## YOUR ASSIGNMENT:
Turn the lines from the very first one through the line containing "positive clicks: (263, 120)" into a numbered list, skipping any blank lines.

___ RECORD EXTRACTS ___

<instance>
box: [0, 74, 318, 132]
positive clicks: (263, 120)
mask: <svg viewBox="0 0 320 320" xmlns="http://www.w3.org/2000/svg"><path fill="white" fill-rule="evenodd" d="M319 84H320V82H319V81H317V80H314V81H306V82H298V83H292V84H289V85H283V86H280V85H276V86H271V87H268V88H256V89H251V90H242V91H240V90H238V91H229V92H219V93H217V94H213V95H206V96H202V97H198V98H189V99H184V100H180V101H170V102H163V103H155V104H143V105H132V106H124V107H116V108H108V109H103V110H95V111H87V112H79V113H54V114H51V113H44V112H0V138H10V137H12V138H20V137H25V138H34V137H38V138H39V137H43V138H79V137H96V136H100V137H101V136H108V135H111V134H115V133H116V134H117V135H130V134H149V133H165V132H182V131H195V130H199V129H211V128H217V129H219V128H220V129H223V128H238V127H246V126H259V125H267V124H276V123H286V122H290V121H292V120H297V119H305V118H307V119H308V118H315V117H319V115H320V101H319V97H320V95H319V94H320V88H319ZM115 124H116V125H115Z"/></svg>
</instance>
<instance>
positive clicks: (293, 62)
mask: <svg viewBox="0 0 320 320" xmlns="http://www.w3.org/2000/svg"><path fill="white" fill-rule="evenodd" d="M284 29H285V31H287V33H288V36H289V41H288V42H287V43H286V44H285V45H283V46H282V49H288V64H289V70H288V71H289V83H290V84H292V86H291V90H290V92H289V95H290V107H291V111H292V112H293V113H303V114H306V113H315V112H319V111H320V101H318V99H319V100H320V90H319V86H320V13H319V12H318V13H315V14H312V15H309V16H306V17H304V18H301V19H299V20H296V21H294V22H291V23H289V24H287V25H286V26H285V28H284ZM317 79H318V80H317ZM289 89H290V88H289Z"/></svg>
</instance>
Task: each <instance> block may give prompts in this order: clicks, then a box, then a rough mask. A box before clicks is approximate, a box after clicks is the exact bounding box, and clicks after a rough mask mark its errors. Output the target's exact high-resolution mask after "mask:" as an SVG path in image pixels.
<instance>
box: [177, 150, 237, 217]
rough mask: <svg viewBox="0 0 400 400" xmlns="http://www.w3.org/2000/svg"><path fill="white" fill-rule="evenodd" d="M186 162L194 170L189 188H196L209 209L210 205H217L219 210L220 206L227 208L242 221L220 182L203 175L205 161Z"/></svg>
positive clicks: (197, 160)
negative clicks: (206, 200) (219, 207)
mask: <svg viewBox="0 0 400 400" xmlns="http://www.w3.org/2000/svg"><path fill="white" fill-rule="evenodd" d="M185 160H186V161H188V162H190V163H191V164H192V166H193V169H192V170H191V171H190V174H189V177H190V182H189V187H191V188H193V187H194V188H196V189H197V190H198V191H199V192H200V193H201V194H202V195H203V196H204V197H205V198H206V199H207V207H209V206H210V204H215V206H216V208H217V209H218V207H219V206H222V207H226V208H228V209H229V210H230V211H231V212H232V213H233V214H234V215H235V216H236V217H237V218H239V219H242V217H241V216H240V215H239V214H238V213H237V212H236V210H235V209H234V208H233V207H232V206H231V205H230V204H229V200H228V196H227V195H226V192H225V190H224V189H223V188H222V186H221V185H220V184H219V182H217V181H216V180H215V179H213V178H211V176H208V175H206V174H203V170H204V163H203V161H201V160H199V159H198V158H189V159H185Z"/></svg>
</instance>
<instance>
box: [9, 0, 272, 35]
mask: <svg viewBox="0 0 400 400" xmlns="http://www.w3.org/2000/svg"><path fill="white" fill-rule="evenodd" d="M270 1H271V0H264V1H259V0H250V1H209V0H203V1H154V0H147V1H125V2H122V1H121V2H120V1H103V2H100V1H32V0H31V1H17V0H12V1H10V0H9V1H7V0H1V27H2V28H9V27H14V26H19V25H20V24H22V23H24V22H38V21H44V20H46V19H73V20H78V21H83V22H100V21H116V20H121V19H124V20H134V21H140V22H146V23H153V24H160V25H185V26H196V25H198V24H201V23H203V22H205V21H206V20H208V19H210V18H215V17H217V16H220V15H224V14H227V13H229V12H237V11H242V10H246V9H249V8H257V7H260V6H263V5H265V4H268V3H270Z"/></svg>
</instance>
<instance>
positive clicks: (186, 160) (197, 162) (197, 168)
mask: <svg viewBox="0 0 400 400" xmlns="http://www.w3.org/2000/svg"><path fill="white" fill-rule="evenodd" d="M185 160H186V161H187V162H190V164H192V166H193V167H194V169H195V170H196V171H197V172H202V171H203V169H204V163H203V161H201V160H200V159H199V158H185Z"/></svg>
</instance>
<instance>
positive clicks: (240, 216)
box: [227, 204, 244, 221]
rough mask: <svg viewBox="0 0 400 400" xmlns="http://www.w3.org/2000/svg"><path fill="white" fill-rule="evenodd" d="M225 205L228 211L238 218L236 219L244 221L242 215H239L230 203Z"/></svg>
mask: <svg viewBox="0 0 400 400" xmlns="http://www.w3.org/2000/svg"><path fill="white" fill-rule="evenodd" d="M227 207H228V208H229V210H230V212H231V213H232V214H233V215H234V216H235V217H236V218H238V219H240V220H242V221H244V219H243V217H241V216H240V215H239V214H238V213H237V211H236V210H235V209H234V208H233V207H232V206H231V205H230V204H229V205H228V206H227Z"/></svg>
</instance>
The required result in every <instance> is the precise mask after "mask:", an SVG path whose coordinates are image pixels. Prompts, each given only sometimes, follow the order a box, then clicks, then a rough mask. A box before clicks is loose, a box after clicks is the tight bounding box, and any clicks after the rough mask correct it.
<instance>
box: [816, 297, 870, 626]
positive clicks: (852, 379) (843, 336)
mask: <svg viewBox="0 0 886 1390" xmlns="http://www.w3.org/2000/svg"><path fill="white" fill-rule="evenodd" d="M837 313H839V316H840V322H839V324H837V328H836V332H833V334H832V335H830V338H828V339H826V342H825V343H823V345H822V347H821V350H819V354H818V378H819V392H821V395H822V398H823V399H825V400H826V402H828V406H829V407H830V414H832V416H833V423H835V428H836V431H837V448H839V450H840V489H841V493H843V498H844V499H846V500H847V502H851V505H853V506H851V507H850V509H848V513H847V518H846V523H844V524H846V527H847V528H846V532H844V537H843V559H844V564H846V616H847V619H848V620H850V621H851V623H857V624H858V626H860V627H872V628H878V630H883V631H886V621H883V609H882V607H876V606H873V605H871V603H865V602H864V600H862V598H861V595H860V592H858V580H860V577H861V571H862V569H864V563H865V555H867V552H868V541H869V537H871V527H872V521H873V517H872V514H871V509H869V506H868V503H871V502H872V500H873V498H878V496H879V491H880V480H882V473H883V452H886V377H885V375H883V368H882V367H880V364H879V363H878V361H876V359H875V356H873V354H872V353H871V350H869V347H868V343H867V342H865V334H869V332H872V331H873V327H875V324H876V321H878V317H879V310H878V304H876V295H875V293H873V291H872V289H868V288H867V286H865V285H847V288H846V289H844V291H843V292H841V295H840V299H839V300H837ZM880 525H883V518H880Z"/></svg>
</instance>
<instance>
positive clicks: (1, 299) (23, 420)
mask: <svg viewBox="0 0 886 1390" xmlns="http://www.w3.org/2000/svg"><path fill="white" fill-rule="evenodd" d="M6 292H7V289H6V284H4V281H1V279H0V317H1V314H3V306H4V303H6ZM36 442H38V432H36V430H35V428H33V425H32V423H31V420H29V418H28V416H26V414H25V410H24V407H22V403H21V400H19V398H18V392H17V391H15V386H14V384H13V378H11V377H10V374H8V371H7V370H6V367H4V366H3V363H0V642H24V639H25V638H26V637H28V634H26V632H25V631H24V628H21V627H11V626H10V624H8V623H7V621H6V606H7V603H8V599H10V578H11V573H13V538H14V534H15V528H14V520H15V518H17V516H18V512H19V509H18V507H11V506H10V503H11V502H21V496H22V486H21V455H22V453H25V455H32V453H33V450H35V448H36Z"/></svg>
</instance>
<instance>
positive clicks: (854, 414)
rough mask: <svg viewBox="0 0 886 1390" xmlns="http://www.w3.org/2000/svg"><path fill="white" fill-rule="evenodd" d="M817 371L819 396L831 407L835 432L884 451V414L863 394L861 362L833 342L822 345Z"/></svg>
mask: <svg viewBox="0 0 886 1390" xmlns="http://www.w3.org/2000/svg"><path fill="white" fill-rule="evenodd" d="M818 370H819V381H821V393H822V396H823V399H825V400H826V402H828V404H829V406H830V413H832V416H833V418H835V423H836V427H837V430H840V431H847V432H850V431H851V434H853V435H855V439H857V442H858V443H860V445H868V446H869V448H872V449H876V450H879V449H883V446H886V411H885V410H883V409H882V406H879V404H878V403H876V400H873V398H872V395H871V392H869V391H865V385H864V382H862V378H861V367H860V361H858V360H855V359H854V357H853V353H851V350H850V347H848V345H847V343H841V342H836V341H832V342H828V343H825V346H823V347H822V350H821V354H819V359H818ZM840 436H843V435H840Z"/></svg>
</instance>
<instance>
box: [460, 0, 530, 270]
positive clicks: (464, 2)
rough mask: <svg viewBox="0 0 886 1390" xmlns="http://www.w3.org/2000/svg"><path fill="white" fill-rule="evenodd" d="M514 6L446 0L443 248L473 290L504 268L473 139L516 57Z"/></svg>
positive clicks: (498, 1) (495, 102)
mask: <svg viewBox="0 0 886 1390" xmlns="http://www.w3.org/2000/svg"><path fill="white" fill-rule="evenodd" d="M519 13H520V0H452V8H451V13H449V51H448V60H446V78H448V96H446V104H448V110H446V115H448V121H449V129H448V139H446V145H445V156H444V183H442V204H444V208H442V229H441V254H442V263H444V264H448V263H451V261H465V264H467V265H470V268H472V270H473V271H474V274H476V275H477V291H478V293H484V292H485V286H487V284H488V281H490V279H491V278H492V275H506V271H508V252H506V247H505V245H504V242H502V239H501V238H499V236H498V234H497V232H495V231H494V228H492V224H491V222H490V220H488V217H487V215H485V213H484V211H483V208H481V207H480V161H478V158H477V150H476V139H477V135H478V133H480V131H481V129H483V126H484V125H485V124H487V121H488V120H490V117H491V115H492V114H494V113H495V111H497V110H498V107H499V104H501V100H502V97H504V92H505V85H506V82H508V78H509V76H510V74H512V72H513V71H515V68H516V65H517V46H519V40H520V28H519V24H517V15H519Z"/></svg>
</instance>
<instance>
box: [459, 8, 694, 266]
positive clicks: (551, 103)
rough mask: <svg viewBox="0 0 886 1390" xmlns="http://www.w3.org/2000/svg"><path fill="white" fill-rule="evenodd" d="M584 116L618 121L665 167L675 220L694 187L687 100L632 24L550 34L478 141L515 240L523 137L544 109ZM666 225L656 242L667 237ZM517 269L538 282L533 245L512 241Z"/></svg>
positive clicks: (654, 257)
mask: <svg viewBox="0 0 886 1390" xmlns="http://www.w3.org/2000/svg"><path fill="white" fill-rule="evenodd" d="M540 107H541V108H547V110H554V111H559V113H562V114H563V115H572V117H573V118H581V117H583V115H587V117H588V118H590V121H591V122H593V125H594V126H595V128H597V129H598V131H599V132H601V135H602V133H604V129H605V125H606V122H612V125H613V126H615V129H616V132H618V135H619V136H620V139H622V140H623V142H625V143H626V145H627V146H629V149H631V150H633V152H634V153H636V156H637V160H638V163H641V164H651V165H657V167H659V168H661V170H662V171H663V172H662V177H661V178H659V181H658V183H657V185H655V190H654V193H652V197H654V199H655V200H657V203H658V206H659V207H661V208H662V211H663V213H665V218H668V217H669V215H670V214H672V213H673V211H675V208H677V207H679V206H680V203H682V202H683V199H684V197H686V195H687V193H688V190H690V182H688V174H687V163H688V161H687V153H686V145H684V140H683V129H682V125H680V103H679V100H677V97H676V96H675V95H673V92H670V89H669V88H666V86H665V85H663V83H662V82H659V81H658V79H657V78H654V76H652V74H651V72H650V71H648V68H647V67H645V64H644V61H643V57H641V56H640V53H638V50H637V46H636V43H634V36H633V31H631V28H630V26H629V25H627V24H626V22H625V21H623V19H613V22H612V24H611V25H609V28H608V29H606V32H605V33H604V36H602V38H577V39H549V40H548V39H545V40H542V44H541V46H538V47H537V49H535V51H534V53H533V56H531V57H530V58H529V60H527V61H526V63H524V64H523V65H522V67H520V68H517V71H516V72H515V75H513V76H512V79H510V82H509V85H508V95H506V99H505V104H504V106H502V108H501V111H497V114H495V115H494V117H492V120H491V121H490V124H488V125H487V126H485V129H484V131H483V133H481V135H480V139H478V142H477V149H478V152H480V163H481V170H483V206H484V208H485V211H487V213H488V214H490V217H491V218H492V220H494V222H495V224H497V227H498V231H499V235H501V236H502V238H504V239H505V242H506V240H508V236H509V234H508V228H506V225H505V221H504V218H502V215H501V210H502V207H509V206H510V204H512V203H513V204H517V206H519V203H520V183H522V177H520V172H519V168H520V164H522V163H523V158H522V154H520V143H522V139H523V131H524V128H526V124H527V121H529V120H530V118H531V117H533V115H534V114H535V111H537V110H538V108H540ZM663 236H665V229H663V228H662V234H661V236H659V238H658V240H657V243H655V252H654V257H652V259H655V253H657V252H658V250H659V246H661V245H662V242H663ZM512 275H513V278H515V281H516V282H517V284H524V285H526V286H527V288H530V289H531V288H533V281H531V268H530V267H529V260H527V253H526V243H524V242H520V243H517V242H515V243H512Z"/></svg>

___

## RESPONSE:
1. <instance>
2. box: [0, 74, 318, 132]
3. positive clicks: (263, 120)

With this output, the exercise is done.